DATA EXTRACTS:
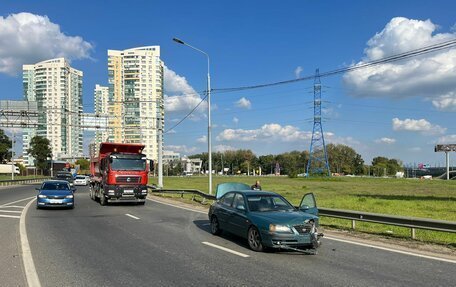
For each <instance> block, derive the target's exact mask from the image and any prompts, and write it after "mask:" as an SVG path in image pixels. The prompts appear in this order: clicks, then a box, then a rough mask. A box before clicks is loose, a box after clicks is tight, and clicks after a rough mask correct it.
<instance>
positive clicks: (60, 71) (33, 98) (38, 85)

--

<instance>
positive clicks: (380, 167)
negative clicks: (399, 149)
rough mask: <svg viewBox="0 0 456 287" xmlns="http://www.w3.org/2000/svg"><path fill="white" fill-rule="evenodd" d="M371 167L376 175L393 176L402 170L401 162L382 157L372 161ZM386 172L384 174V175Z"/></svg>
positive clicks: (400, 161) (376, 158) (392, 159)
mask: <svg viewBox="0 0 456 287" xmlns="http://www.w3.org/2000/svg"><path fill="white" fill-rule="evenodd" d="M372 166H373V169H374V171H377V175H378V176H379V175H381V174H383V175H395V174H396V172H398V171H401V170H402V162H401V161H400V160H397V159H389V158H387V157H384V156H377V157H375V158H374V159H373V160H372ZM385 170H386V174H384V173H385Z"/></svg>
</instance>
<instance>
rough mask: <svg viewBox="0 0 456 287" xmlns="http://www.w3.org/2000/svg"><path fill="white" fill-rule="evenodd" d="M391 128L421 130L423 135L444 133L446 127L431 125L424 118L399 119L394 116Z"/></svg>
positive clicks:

TRY IT: Could you copy out, word for word, the lines in the records above, from the line with "For each <instance>" up to and including the line with "positive clicks: (60, 71) (33, 98) (38, 85)"?

RESULT:
For each <instance> block, derive the target's exact mask from the image and any prompts, and write it after "mask:" as an SVG path in image pixels. The prompts appear in this order: clicks, then a box, then a rough mask. A box before clicks is loose, a box after clicks is tight, and clicks after a rough mask correct it.
<instance>
positive clicks: (60, 71) (33, 98) (38, 85)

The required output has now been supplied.